# Why did Mendelssohn flame out so fast?



## thaynecurrie (Apr 23, 2007)

I'm listening to the Scottish and Italian symphonies right now ... wow

I don't understand it. The first two movements of the Scottish symphony and the last movement of the Italian are simply breathtaking in my opinion. I had been told that he had finished these and the Hebrides Overture during his teens. Just to make sure I checked Wiki which implies the following:

Hebrides - 1830 (21)
Italian - 1833 (24)
Scottish - 1830-1842 (though was probably finished in the early 1830s?) (21-33)
Midsummer's Night Dream - 1826 (17)
I know he didn't live beyond age 38, but it appears that almost all of his important works premiered before his 25th birthday. 

Thoughts?


----------



## Manuel (Feb 1, 2007)

Well... he composed his violin concerto in e minor, probably his most well known work, when he was 35.
And Elijah was composed the year before his death.

I think he spread high quality works through his whole composing career.


----------



## cato (Dec 2, 2006)

I had heard that he died in a mental ward, completly insane, is that true?

And is it true that he lost use of his good hand by using a device that he invented for hand workouts, only the device caused permenent damage to his hand? 

Just wondering.


----------



## Manuel (Feb 1, 2007)

cato said:


> I had heard that he died in a mental ward, completly insane, is that true?
> 
> And is it true that he lost use of his good hand by using a device that he invented for hand workouts, only the device caused permenent damage to his hand?
> 
> Just wondering.


That looks more like Schumann to me.


----------



## opus67 (Jan 30, 2007)

Check the other thread in the Chamber Music forum. Many of this famous chamber pieces were composed when he was still a teen. 

Definitely a great composer...one of my favourites. Most of his music, at least those that I have heard, have a joyful mood.


----------



## ChamberNut (Jan 30, 2007)

## Rows
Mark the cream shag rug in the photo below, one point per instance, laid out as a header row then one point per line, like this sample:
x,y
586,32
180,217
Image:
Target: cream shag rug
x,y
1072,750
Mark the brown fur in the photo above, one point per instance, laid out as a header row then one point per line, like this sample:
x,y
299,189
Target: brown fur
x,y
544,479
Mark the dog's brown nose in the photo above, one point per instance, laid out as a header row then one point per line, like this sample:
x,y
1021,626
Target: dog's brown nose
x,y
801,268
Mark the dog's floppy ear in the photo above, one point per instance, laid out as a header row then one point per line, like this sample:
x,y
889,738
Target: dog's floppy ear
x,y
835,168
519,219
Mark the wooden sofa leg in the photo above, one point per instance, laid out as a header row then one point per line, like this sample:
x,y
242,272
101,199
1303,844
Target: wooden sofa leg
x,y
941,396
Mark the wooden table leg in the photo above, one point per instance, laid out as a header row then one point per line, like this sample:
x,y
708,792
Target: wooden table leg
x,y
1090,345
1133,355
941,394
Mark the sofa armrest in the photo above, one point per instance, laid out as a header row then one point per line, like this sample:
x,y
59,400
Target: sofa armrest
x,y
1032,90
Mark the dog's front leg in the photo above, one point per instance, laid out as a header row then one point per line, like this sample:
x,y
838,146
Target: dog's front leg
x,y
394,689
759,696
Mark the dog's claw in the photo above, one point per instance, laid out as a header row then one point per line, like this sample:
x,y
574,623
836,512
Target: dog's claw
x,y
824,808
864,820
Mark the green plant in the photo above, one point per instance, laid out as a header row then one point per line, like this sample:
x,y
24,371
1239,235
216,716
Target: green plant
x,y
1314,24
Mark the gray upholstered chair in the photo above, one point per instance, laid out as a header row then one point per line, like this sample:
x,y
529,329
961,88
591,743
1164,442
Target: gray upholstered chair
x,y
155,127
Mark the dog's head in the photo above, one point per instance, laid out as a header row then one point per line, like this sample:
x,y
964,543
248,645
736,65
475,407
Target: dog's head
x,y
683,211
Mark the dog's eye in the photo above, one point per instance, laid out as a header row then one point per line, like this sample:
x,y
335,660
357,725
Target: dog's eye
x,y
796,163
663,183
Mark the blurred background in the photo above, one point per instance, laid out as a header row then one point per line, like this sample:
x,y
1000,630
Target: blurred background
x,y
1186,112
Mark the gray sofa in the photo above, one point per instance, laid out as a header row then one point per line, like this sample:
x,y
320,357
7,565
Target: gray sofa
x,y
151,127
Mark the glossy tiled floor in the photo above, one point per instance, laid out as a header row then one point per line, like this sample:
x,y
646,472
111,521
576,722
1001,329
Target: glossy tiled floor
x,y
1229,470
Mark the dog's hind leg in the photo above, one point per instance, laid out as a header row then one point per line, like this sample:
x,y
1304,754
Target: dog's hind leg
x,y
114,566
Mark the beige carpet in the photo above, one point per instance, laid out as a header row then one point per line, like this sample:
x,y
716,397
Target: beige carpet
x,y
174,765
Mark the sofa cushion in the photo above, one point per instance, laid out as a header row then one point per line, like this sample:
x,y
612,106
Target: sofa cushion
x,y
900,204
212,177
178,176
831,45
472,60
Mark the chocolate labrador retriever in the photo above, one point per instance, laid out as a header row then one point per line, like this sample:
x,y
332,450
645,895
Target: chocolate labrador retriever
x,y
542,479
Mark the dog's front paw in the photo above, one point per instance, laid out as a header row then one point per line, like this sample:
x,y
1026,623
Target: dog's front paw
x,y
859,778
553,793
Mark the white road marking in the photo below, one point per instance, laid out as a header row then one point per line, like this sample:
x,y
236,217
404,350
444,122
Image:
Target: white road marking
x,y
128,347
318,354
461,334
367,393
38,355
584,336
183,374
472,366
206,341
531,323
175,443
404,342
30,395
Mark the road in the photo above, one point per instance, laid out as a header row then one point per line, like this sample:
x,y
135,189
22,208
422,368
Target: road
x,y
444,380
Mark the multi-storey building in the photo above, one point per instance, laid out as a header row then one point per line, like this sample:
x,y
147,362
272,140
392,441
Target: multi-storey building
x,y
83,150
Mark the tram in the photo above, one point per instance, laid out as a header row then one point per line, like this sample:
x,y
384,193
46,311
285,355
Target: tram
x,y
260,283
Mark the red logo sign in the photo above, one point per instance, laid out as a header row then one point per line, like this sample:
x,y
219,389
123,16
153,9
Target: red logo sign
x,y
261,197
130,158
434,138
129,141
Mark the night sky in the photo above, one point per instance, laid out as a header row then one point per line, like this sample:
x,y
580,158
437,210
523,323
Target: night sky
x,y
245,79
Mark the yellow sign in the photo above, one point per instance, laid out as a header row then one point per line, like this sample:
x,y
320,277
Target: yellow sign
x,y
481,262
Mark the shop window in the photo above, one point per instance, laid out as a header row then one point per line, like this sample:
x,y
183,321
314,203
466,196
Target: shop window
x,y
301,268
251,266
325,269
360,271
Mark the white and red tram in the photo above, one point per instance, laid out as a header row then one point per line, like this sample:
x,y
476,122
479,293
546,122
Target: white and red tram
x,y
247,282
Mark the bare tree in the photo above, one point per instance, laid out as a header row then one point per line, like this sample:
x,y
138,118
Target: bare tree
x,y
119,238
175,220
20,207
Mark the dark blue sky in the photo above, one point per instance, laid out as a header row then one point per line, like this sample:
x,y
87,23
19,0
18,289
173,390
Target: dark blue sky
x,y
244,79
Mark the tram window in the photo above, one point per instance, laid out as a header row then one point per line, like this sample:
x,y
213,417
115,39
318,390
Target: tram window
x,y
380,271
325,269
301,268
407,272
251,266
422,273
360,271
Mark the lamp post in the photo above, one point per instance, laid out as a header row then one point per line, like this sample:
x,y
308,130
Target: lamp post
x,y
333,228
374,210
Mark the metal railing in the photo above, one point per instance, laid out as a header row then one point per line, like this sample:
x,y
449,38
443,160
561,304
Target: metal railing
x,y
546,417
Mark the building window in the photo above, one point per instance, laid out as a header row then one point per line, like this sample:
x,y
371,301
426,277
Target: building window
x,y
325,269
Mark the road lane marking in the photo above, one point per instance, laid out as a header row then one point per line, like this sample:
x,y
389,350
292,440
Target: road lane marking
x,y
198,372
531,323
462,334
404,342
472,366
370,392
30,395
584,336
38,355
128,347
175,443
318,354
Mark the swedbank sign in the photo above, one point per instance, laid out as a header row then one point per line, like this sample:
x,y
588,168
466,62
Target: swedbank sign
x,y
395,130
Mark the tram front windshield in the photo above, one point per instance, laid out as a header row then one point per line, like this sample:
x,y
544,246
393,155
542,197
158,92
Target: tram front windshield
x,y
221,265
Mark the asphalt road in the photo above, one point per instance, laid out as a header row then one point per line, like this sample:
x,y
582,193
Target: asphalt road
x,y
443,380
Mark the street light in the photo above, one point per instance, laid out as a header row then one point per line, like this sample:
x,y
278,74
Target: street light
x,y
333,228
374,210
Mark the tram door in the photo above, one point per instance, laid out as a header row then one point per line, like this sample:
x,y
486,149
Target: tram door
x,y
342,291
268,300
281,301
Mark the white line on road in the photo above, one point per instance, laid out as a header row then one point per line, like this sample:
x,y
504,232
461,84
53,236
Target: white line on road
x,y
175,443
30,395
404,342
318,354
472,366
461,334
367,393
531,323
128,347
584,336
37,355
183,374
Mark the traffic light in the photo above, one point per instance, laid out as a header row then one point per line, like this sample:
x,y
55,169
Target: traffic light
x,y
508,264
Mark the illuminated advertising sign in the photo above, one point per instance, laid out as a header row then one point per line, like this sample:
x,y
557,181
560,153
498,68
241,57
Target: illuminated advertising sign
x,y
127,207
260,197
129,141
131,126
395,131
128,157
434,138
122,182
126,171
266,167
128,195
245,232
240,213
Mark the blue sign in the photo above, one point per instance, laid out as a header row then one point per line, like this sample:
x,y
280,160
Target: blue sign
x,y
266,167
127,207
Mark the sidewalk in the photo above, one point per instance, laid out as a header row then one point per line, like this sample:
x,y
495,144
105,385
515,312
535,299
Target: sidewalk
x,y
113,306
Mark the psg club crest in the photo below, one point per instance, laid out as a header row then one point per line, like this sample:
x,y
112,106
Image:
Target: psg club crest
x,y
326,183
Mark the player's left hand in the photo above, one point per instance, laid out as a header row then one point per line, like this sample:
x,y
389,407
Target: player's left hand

## Exercise set
1 – Reproduce the part of the Mendelssohn thread that opens with the words containing "## thaynecurrie (Apr" and closes with "- 1826 (17)", replacing "Italian" with "Fourth" throughout.
2 – In two sentences, sum up the Mendelssohn thread.
3 – Write what comes next in the Mendelssohn thread, picking up after its final line.

## Results of the exercise
1 –
## thaynecurrie (Apr 23, 2007)

I'm listening to the Scottish and Fourth symphonies right now ... wow

I don't understand it. The first two movements of the Scottish symphony and the last movement of the Fourth are simply breathtaking in my opinion. I had been told that he had finished these and the Hebrides Overture during his teens. Just to make sure I checked Wiki which implies the following:

Hebrides - 1830 (21)
Fourth - 1833 (24)
Scottish - 1830-1842 (though was probably finished in the early 1830s?) (21-33)
Midsummer's Night Dream - 1826 (17)

2 – A forum poster wonders why nearly all of Mendelssohn's important works, including the Scottish and Italian symphonies and the Hebrides Overture, appear to have premiered before his 25th birthday, even though he lived to 38. Replies point out that he composed his violin concerto in E minor at 35 and Elijah the year before his death, suggest that stories of a death in a mental ward and a damaged hand sound more like Schumann, and note that many of his famous chamber pieces were written in his teens.

3 –
thaynecurrie said:


> I'm listening to the Scottish and Italian symphonies right now ... wow
> 
> I don't understand it. The first two movements of the Scottish symphony and the last movement of the Italian are simply breathtaking in my opinion. I had been told that he had finished these and the Hebrides Overture during his teens. Just to make sure I checked Wiki which implies the following:
> 
> ...


Thayne, check out Mendelssohn's other symphonies, they are pretty good. Especially Symphony No. 5 "Reformation", Op. 107.

And definitely check out the Octet for strings, Op. 20


----------



## ChamberNut (Jan 30, 2007)

Cato, I believe Manuel is right. 

Pretty sure you've mistaken Mendelssohn for Schumann. Schumann was the one who died in an asylum.


----------



## Amade Van Haydn (May 12, 2007)

Hi, Thaynecurrie!

It's true that Mendelssohn composed more and did more stylistic experiments when he was young (a teenager or a bit older). IMO he reached his "top-level" at the age of eighteen and didn't develop further in the quality of his music (in opposite to Mozart).
Also the quantity of his comositions decreased. But Mendelssohn had much to do with journeys, conducting, rediscovering Bach and raising children...
With all his activities it's a wonder that he didn't get a burn-out...

Regards,
AVH.


----------



## cato (Dec 2, 2006)

Yes, you guys are right, it was Schumann, not Mendelssohn.  

Oppps!  

My mistake.  (I feel like an idiot.)


----------



## Guest (May 30, 2007)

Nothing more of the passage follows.